Referring expression pointing data ::
========

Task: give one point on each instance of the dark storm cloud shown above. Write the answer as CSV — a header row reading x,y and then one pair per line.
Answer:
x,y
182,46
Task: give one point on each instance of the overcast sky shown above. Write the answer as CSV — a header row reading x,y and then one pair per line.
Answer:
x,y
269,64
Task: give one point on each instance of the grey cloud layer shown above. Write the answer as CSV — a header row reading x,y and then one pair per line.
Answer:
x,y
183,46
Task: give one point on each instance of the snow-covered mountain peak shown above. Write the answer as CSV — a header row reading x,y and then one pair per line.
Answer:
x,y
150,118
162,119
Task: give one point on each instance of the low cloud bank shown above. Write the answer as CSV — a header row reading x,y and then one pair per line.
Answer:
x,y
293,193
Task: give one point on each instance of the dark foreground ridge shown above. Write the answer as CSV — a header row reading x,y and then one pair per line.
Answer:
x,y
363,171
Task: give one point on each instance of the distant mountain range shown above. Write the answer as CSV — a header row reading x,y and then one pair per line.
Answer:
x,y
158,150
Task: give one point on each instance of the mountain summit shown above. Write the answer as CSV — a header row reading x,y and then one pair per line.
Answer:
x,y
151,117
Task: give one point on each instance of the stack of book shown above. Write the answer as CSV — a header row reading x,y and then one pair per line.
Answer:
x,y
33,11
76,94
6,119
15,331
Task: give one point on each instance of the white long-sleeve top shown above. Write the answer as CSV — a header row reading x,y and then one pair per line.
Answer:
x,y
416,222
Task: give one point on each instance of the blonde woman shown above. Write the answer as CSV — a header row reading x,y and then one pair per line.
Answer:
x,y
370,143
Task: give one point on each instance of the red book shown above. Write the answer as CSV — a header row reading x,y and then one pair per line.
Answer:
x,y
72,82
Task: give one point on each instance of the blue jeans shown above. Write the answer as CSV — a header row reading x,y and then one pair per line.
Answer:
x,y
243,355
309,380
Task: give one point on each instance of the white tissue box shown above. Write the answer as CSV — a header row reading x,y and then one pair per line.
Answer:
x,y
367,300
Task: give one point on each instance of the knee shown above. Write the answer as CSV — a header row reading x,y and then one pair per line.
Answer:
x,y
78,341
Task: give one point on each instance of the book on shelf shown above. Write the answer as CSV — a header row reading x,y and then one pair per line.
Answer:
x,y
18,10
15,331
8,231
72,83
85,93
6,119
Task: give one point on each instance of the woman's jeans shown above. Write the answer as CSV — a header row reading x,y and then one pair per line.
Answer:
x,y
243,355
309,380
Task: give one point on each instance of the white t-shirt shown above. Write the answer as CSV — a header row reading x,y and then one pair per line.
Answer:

========

Could you copy every record above exactly as it stands?

SOLUTION ::
Task: give one point on each instance of the dark storm cloud shown above. Write the answer as CSV — a header row reading x,y and then one pair per line.
Answer:
x,y
182,46
Task: give one point on each instance of the overcast sky shown above. Write the answer as CSV — a header row reading x,y and then one pair per line.
Answer:
x,y
269,64
Task: give one point on each instance of the grey cloud layer shown above. Write the answer as CSV — a header row reading x,y and then one pair per line.
Answer:
x,y
183,46
Task: give one point on each instance of the snow-covered mountain peak shown above. Write the answer as CSV — a header row reading x,y and then one pair per line.
Answer:
x,y
150,118
162,119
Task: give one point on each instance of the low cloud bank shown above. Write the answer as CSV — a header row reading x,y and then one pair per line.
Answer:
x,y
293,193
Task: give one point on each instance of the dark foreground ridge shown above. Write the answer as CSV — a header row reading x,y and then one pair per line.
Answer:
x,y
363,171
Task: give one point on each instance of the distant mountain range shown above. Write the answer as CSV — a header row reading x,y and then one pair per line.
Answer:
x,y
158,150
Task: give one point on each instance of the mountain summit shown above. Write the answer as CSV — a header row reading x,y and then one pair per line.
Answer:
x,y
151,117
Task: give one point on each instance of the stack of book shown above. Write the answer as CSV — a header row reading x,y and then one pair per line.
Answer:
x,y
33,11
76,94
6,119
15,331
Task: give one point on each instance of the white long-sleeve top shown above. Write the answer as CSV — a header row reading x,y and then one pair per line.
Answer:
x,y
416,222
Task: give one point on each instance of the blonde woman shown above. Write the answer as CSV — a header row reading x,y and then one pair per line.
Answer:
x,y
370,143
Task: give one point on each instance of the red book shown above. Write the answer as CSV — a header row reading x,y and then one pair per line.
Answer:
x,y
72,82
Task: give one point on each instance of the blue jeans shown above. Write the answer as CSV — a header row reading x,y and then one pair per line.
Answer:
x,y
243,355
309,380
Task: give one point on each instance of the white tissue box shown above. Write the answer as CSV — a header row reading x,y and then one pair per line.
Answer:
x,y
367,300
Task: give one point on each instance of the knee shown above. Write the answer as CSV — a header row reading x,y and then one pair per line.
Answer:
x,y
78,341
Task: give one point on each instance of the book on shelf shown above. Write the answer as CSV — a header row reading x,y and then one pair per line.
Answer:
x,y
18,10
15,331
8,231
72,83
85,93
6,119
Task: give one point on each instance of the woman's jeans shown above. Write the answer as CSV — a header row reading x,y and then one pair per line.
Answer:
x,y
243,355
309,380
Task: give one point on each instance of the white t-shirt shown above. Write the answer as CSV — a header row reading x,y and then one pair per line.
Answer:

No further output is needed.